DOCUMENTO -
Garcia: ''se a imprensa quer ser partidária, precisa se assumir''

Em entrevista publicada no site da agência Carta Maior, o atual presidente do PT e assessor especial de política externa da Presidência da República, Marco Aurélio Garcia, fala da relação conflituosa que se estabeleceu entre setores da esquerda e a gra

Em entrevista publicada no site da agência Carta Maior, o atual presidente do PT e assessor especial de política externa da Presidência da República, Marco Aurélio Garcia, fala da relação conflituosa que se estabeleceu entre setores da esquerda e a grande mídia nacional, empenhada em criticar cotidianamente o governo Lula e as lideranças que o apóiam.


 


Garcia diz que ‘gostaria de ter uma imprensa mais diversificada no Brasil’. ‘Um espanhol, de manhã, quando se levanta, pode ir a uma banca e comprar o El Pais, de centro-esquerda, ou o ABC, de direita. No Brasil, essa opção não existe’, diz.


 


Garcia assumiu a presidência do Partido dos Trabalhadores no final do último mês de setembro, após o afastamento temporário do então presidente do PT, Ricardo Berzoini. Em quase dois meses no comando da agremiação, Garcia foi alvo de pesados ataques por parte de determinados órgãos de imprensa, que chegaram a acusá-lo de “truculento” e a compará-lo com Osama Bin Laden.


 


Na entrevista, concedida por telefone ao jornalista Gilberto Maringoni, da Carta Maior, Garcia falou também sobre privatizações, desenvolvimentismo e relações internacionais.


 


Veja a íntegra:


 


O sr. assumiu a presidência do PT num momento de extrema tensão. Como vê esta experiência de tornar-se presidente em meio a uma crise interna e sob fogo cerrado da mídia, numa hora decisiva da campanha?

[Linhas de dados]

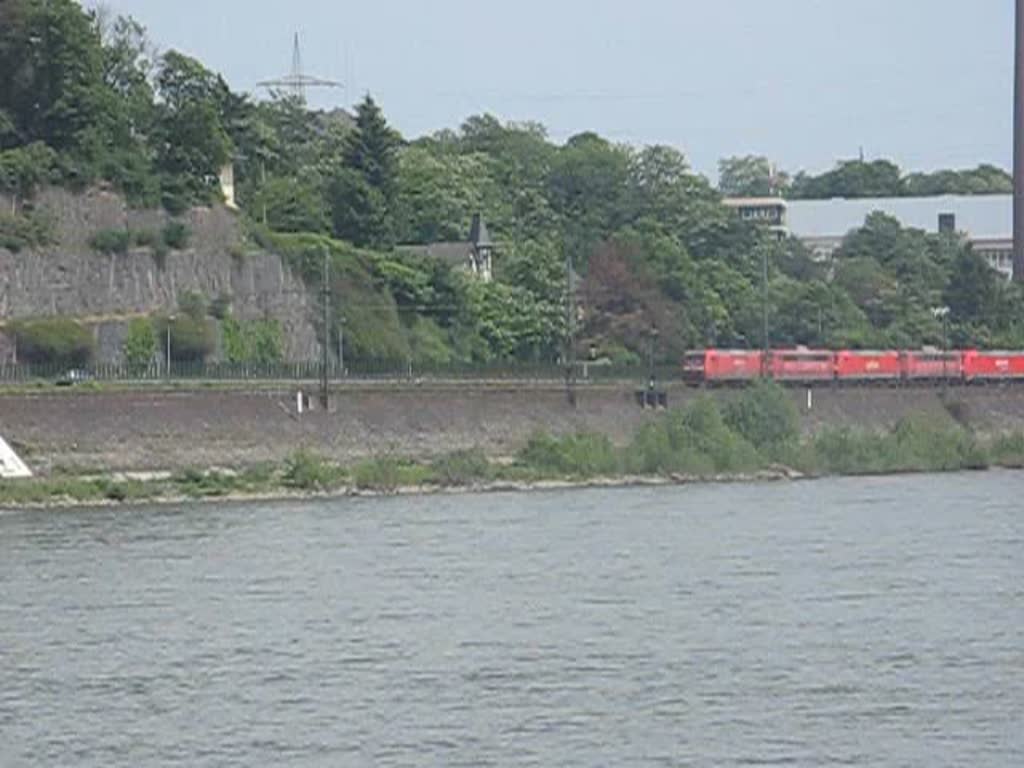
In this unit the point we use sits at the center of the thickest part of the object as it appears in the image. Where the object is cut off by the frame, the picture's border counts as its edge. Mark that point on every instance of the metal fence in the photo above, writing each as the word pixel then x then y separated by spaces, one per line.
pixel 354 372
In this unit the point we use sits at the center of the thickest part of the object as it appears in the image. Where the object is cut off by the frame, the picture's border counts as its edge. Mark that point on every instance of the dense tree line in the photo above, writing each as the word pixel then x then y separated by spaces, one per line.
pixel 653 250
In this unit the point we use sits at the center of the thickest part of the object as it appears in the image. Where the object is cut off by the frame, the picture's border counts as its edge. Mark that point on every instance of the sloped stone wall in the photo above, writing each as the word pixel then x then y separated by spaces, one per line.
pixel 70 279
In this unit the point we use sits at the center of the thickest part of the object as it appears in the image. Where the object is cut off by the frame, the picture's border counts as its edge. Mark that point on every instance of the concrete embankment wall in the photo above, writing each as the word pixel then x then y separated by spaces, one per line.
pixel 170 430
pixel 70 279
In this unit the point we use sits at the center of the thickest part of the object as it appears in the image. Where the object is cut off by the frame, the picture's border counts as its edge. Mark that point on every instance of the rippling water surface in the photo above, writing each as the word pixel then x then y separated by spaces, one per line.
pixel 873 623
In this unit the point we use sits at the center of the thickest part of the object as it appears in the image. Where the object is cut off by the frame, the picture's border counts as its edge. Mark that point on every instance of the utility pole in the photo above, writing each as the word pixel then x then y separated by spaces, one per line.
pixel 1019 145
pixel 326 344
pixel 341 347
pixel 569 329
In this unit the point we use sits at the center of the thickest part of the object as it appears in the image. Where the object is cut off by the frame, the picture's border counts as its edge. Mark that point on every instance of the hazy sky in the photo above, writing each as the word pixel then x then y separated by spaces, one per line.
pixel 926 82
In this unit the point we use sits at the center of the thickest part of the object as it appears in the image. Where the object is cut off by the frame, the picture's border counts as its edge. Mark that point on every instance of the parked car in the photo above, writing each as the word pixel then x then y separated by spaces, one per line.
pixel 73 376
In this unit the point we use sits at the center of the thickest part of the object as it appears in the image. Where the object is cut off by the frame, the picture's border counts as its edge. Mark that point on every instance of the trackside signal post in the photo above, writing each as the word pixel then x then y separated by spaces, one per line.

EXERCÍCIOS -
(a) Responda com base no texto sobre Marco Aurélio Garcia:
(i) Em que agência a entrevista foi publicada?
(ii) Quem Garcia substituiu na presidência do PT?
(iii) Quais dois jornais espanhóis ele menciona?
(b) Disponha como lista JSON de strings, uma por linha e sem linhas em branco, apenas o trecho da listagem que vai do início até a linha que contém "pixel 354 372", com as duas pontas incluídas. Deixe as imagens de fora da resposta.

RESPOSTAS POR EXERCÍCIO -
(a)
(i) Na agência Carta Maior.
(ii) Ricardo Berzoini.
(iii) O El Pais e o ABC.

(b)
[
  "In this unit the point we use sits at the center of the thickest part of the object as it appears in the image. Where the object is cut off by the frame, the picture's border counts as its edge. Mark that point on every instance of the metal fence in the photo above, writing each as the word pixel then x then y separated by spaces, one per line.",
  "pixel 354 372"
]